◆ **Required work**: Reproduce the lines below as a numbered list, omitting blank lines and excluding the pictures.

(Entries for locating named things)
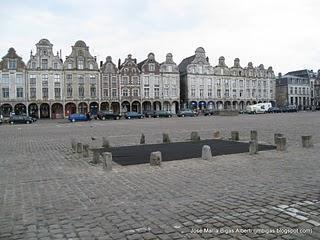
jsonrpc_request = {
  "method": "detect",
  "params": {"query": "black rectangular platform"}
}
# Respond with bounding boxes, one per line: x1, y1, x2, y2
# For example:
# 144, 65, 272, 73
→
92, 139, 276, 166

◆ **Exercise response**:
1. jsonrpc_request = {
2.   "method": "detect",
3.   "params": {"query": "black rectangular platform"}
4. }
5. # Respond with bounding boxes, one per line: x1, y1, x2, y2
6. # For example:
7. # 144, 65, 272, 73
8. →
9. 92, 139, 276, 166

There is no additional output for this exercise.